■ Esercizi ■
1 > Traduci in inglese questa frase del brano su Schiaparelli e Dalì: "Si incontrarono nel 1934, quando erano già entrambi affermati e con carriere in vorticosa ascesa".
2 > Riporta fedelmente il passo del brano su Schiaparelli e Dalì che comincia con "Schiparelli e Dalì: il" e finisce con "completato quello dell’altro.".

■ Brano di riferimento ■
Schiparelli e Dalì: il sodalizio tra due figure di rottura e di grande attualità

Elsa Schiaparelli e Salvador Dalì, Lobster Dress, 1937, Philadelphia Museum of Art.
Si incontrarono nel 1934, quando erano già entrambi affermati e con carriere in vorticosa ascesa. L’artista spagnolo si era fatto conoscere in tutto il mondo e aveva dipinto una delle sue opere più emblematiche, La persistenza della memoria. Elsa aveva già elaborato il suo stile ricco e fantasioso, fatto di ispirazioni cubiste, iconici maglioni-tatuaggio, golf trompe-l’oeil in stile optical bianco e nero, mantelle color rosa shocking con enormi soli ricamati in oro sulla schiena. Creativi, audaci, visionari, volevano fare ciò che nessuno aveva fatto prima e sapevano che il genio dell’uno avrebbe arricchito e completato quello dell’altro.
Ecco così comparire il celebre abito con l’aragosta del 1937. Dalì la piazzò su un abito lungo da sera di seta bianca, collocando strategicamente il rosso crostaceo all’altezza del bacino. L’aragosta era un “objet du jour” per Dalí, con il suo interno morbido ed esterno duro, e compariva spesso nei suoi dipinti e disegni. Fu Wallis Simpson a indossare per prima l’abito in un servizio fotografico di Cecil Beaton, poco prima del matrimonio con il Duca di Windsor. Nella sua autobiografia, la stilista ricordava così l'esperienza di collaborazione con l'eclettico Dalì e i tanti sodalizi stretti con personalità del mondo dell'arte: "Lavorare con artisti come Bebe Berard, Jean Cocteau, Salvador Dali, Vertes, Van Dongen e con fotografi come Hoyningen Huene, Horst, Cecil Beaton e Man Ray regalava un senso di euforia. Ci si sentiva sostenuti e capiti, a differenza della più superficiale e noiosa realtà della realizzazione di un abito da mettere in vendita."

■ Dati forniti ■

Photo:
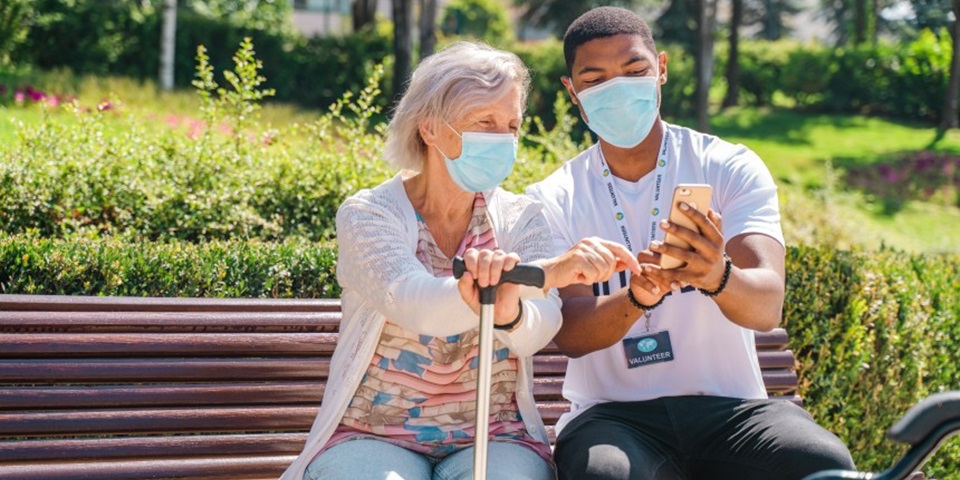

■ Soluzioni ■
1 > They met in 1934, when both were already established and their careers were rising rapidly.

2 >
Schiparelli e Dalì: il sodalizio tra due figure di rottura e di grande attualità

Elsa Schiaparelli e Salvador Dalì, Lobster Dress, 1937, Philadelphia Museum of Art.
Si incontrarono nel 1934, quando erano già entrambi affermati e con carriere in vorticosa ascesa. L’artista spagnolo si era fatto conoscere in tutto il mondo e aveva dipinto una delle sue opere più emblematiche, La persistenza della memoria. Elsa aveva già elaborato il suo stile ricco e fantasioso, fatto di ispirazioni cubiste, iconici maglioni-tatuaggio, golf trompe-l’oeil in stile optical bianco e nero, mantelle color rosa shocking con enormi soli ricamati in oro sulla schiena. Creativi, audaci, visionari, volevano fare ciò che nessuno aveva fatto prima e sapevano che il genio dell’uno avrebbe arricchito e completato quello dell’altro.